Gather every line of the records that contains the word "person", matching case exactly.

BEGIN Supplied records

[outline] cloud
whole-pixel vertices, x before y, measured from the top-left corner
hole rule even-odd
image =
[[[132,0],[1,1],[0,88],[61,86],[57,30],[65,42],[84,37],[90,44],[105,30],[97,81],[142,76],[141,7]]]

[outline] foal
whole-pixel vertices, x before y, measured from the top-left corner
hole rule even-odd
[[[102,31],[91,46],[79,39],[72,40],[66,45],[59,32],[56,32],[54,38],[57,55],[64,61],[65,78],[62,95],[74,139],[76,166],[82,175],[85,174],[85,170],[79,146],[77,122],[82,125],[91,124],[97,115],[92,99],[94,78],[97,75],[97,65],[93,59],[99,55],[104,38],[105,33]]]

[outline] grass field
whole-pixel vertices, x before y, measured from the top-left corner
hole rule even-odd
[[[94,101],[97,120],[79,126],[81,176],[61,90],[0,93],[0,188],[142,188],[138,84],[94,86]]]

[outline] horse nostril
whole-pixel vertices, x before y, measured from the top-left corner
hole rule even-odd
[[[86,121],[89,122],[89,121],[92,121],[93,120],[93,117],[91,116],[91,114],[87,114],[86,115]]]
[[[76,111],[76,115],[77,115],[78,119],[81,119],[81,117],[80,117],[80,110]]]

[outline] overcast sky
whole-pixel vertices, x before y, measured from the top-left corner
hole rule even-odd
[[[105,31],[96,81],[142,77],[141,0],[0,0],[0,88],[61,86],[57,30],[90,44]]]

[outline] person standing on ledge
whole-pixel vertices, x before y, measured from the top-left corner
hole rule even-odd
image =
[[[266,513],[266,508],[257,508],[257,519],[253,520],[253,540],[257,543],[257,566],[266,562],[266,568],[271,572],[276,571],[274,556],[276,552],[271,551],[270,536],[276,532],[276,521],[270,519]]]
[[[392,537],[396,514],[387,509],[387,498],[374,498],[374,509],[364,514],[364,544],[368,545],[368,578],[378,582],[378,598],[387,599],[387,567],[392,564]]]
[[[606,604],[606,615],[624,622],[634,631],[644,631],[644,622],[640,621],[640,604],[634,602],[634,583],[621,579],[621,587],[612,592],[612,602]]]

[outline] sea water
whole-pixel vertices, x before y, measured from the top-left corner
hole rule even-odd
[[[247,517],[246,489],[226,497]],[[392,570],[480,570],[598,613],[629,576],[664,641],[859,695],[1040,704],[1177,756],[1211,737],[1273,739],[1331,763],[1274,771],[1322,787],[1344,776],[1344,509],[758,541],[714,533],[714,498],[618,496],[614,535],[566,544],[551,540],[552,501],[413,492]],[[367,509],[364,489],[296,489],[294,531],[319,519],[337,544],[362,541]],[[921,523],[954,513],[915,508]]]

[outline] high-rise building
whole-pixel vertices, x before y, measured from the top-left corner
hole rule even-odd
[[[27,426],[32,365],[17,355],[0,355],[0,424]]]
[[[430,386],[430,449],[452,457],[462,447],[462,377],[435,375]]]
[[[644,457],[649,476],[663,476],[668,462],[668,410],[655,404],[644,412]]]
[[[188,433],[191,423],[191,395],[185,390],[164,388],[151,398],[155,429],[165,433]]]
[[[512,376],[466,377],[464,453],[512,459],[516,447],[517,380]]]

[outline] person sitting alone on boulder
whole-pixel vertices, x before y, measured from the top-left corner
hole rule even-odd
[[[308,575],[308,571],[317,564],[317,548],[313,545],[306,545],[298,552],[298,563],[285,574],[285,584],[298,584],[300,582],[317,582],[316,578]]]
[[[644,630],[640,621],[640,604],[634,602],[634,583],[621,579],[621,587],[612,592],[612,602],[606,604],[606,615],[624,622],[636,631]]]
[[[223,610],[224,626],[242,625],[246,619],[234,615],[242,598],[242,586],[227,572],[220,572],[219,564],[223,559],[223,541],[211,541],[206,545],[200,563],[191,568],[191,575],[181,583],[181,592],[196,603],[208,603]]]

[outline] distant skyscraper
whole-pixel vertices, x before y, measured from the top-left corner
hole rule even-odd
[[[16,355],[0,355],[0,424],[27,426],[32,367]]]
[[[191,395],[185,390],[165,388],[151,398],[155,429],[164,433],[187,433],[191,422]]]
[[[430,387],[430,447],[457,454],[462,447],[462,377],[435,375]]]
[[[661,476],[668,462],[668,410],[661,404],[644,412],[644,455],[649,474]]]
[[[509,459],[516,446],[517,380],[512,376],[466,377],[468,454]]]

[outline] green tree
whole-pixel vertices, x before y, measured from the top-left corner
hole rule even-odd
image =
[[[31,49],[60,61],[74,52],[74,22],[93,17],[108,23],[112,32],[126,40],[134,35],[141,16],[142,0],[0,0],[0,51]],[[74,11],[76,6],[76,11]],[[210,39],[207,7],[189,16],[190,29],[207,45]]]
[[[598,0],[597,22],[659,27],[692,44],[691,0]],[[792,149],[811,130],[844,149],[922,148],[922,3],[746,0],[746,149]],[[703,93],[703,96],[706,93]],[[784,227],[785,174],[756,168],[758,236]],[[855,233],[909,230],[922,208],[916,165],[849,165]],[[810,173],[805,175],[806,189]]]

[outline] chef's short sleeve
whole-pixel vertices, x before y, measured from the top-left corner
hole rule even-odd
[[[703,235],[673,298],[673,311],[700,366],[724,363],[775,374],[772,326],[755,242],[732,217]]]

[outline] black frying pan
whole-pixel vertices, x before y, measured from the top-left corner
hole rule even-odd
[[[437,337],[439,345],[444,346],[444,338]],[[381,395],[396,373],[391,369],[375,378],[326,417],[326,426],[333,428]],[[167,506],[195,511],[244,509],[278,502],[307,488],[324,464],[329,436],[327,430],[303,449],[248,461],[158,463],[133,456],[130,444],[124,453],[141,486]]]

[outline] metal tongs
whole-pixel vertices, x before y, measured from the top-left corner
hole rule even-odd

END Supplied records

The output:
[outline] person standing on ledge
[outline] person sitting alone on boulder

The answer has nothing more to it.